**Exercise prompt**
Repeat all entries exactly.

**Provided data**
%%

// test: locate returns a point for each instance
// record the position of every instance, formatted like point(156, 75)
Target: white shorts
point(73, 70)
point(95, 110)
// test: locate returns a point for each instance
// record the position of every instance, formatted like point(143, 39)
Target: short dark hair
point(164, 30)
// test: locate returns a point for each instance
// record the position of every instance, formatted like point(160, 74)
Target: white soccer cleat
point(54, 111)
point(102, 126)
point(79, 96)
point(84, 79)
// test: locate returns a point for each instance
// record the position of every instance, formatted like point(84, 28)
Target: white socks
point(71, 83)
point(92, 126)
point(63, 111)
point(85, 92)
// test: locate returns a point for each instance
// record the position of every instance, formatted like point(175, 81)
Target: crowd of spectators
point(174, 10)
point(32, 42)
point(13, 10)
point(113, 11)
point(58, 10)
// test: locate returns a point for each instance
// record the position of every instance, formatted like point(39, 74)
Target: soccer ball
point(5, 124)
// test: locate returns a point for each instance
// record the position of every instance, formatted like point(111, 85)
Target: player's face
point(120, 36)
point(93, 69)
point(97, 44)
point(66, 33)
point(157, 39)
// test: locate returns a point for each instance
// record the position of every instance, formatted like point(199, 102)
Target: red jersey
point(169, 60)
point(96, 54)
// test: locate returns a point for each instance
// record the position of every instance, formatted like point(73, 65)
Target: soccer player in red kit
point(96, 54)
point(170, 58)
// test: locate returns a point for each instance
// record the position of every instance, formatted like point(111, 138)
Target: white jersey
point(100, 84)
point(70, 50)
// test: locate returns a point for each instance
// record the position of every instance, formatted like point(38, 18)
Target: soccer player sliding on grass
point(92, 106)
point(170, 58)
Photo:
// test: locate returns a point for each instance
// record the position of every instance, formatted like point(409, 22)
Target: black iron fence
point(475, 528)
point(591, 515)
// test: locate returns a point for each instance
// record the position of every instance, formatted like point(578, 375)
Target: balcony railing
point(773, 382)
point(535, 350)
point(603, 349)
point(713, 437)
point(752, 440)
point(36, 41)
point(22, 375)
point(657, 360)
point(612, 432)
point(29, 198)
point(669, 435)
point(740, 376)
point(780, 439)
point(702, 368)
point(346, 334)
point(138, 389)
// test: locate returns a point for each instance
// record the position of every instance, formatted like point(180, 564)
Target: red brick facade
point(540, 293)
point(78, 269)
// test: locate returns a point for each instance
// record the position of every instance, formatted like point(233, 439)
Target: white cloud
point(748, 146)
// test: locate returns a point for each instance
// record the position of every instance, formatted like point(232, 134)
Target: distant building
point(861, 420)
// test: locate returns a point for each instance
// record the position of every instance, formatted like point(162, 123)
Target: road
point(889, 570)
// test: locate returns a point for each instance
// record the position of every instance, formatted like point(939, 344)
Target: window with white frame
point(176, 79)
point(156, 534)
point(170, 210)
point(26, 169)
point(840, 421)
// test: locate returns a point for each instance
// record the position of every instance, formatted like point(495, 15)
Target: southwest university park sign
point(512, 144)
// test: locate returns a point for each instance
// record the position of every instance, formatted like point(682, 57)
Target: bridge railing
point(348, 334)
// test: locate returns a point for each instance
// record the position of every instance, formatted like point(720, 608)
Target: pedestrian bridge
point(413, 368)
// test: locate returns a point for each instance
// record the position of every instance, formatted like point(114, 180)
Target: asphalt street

%%

**Answer**
// test: locate returns a point for each instance
// record the position of every instance, formatted like point(156, 75)
Target: white shorts
point(73, 70)
point(95, 110)
// test: locate returns a point for each instance
// record the position of every instance, formatted like point(143, 39)
Target: short dark hair
point(164, 30)
// test: locate returns a point for each instance
// record the position of every instance, formatted like point(160, 74)
Target: white soccer cleat
point(54, 111)
point(102, 126)
point(79, 96)
point(84, 79)
// test: locate returns a point for each instance
// record the position of every instance, formatted like point(84, 28)
Target: white socks
point(71, 83)
point(92, 126)
point(63, 111)
point(85, 92)
// test: locate returns a point for each instance
// record the position of every instance, formatted like point(175, 81)
Target: crowd of spectators
point(174, 10)
point(32, 42)
point(13, 10)
point(113, 11)
point(58, 10)
// test: locate returns a point for each instance
// record the position of every instance, formatted like point(39, 74)
Target: soccer ball
point(5, 124)
// test: locate returns a point for each instance
// record the position of every instance, formatted like point(111, 85)
Target: player's face
point(120, 36)
point(93, 69)
point(97, 44)
point(66, 33)
point(157, 39)
// test: locate returns a point for each instance
// record the position of every instance, formatted like point(199, 102)
Target: red jersey
point(169, 60)
point(96, 54)
// test: locate returns a point for each instance
// record the position of every instance, formatted like point(73, 65)
Target: soccer player in red kit
point(96, 54)
point(170, 58)
// test: locate returns a point for each instance
// record the position of every instance, formatted like point(111, 138)
Target: white jersey
point(100, 84)
point(70, 50)
// test: locate returns a point for each instance
// record the position of every instance, formatted like point(38, 18)
Target: soccer player sliding on grass
point(92, 106)
point(170, 58)
Photo:
// test: locate returns a point for each instance
// record the position of every instance, formatted like point(409, 22)
Target: black iron fence
point(475, 528)
point(591, 515)
// test: locate returns a point for each instance
// record the position of every instance, formatted like point(578, 375)
Target: balcony railing
point(773, 382)
point(535, 350)
point(603, 349)
point(713, 437)
point(752, 440)
point(36, 41)
point(22, 375)
point(657, 360)
point(612, 432)
point(29, 198)
point(669, 435)
point(740, 376)
point(780, 439)
point(702, 368)
point(346, 334)
point(138, 389)
// test: locate returns a point for each instance
// record the position of every instance, formatted like point(180, 564)
Target: red brick facade
point(540, 293)
point(78, 269)
// test: locate returns a point for each instance
// record the position of every instance, formatted like point(233, 439)
Target: white cloud
point(748, 146)
// test: locate returns a point for each instance
// record the position of every instance, formatted like point(232, 134)
Target: distant building
point(861, 420)
// test: locate returns a point for each instance
// record the position of every instance, formatted like point(162, 123)
Target: road
point(889, 570)
// test: locate returns a point for each instance
// record the position of every instance, formatted like point(939, 344)
Target: window with white frame
point(176, 79)
point(156, 534)
point(170, 210)
point(26, 169)
point(840, 421)
// test: locate returns a point for each instance
// record the position of every instance, formatted like point(495, 15)
Target: southwest university park sign
point(512, 144)
// test: locate returns a point for each instance
// record the position of every instance, formatted like point(682, 57)
Target: bridge railing
point(348, 334)
// test: locate returns a point for each instance
// record the position of every instance, formatted like point(720, 608)
Target: pedestrian bridge
point(413, 368)
// test: locate returns a point for each instance
// record the position of every instance, formatted like point(114, 180)
Target: asphalt street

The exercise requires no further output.